# EXERCISE TEXT:
--- START ---

Purple leaf plum is a medium-sized deciduous tree that is a popular showcase plant in landscapes. It is planted most often because of its deep reddish-purple leaves and white to pale pink flowers which are among the first to appear in spring. Although it is short-lived compared to other trees, it grows fast and is great for use as a specimen, street, or shade tree.
The scientific name for this species is Prunus cerasifera and it is a member of the Rosaceae family.
The purple leaf plum goes by a variety of common names. If you see cherry plum, purpleleaf plum, or Myrobalan plum, it is almost certainly Prunus cerasifera.
USDA Hardiness Zones
Prunus cerasifera will have the best growth in Zones 4 through 9. It is originally from Western Asia and Southeastern Europe.
Size & Shape
Purple leaf plum grows to approximately 15 to 25 feet tall and wide at maturity and has a rounded shape.
If you decide to plant the purple leaf plum, choose a location with full sun. The leaves will turn green if you try to grow it in the shade.
The leaves of Prunus cerasifera are 1.5 to 3 inches long. Most cultivars sold at nurseries have the reddish-purple leaves, though there are ones with green foliage.
The tree's flowers are small, fragrant and either white or pale pink. Purple leaf plum is one of the first trees to flower in the spring, with the blossoms appearing even before the leaves are fully formed.
Although the fruits are small at only 1.25 inches, they are edible. These little gems can be yellow, purple, or red, depending on the cultivar.

--- END ---

# TASK REQUIREMENTS:
[a] Shorten the paragraph of the purple leaf plum text that begins "Purple leaf plum is a medium-sized deciduous tree" into a bulleted list that keeps its main facts.
[b] Carry on the purple leaf plum text from its final sentence.
Nothing in the listing is needed for the work.

# RAW DATA:
--- START ---

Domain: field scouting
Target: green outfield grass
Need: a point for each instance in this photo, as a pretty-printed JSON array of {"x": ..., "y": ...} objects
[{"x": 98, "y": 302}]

--- END ---

# WRITTEN ANSWERS:
[a]
- Medium-sized deciduous tree, popular as a showcase plant in landscapes
- Grown mainly for its deep reddish-purple leaves and its white to pale pink flowers, among the first to appear in spring
- Short-lived compared to other trees, but fast-growing
- Works well as a specimen, street, or shade tree

[b]
They can be eaten raw and are a nice choice for jams.
Purple leaf plum is a popular choice to plant as a specimen tree to showcase in the yard. Since it does have a very strong color, it may be best to use only one instead of planting a group.
While it is a fairly fast growing tree, it's lifespan is only 20 years on average.
The soil for your purple leaf plum should be well-drained. Acidic soil is preferred, though it can tolerate a wide variety of soils. However, it does not tolerate compacted soil or pollution, so it can be a struggle in some urban conditions.
Propagation of this species may be accomplished through cuttings or seed. Stem cuttings tend to be relatively successful and similar to hydrangea. As far as seeds go, those dropped by birds have very little trouble growing, so it's a good bet that well cared for seeds will grow as well.
If you do plant a purple leaf plum, be prepared to clean up the masses of fallen fruit that will appear each year.
Pruning should be done after flowering or you may accidentally remove flower buds and lessen the beautiful display of blossoms. Overall, this tree requires very little pruning except for regular maintenance of dead, damaged or diseased branches.
Pests and Diseases
This species is prone to attacks by Japanese beetles, mealybugs, borers, tent caterpillars, and scales. It is also susceptible to leaf spot, gray mold, verticillium wilt, and cankers.